Brief -> Select all lines holding the word "surface" from the entries that follow.

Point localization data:

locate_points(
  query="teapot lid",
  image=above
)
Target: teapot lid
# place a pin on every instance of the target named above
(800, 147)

...

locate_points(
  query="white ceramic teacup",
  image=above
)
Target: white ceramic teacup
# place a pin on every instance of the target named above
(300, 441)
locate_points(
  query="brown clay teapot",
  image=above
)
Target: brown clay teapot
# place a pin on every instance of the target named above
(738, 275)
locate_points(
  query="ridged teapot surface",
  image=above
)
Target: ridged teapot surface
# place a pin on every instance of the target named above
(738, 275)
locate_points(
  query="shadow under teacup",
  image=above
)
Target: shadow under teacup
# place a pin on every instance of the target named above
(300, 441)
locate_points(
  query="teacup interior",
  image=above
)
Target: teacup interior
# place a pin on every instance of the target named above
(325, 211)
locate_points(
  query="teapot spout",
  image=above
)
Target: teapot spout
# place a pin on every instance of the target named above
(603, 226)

Task result ->
  query="ridged teapot surface",
Target: ridged teapot surface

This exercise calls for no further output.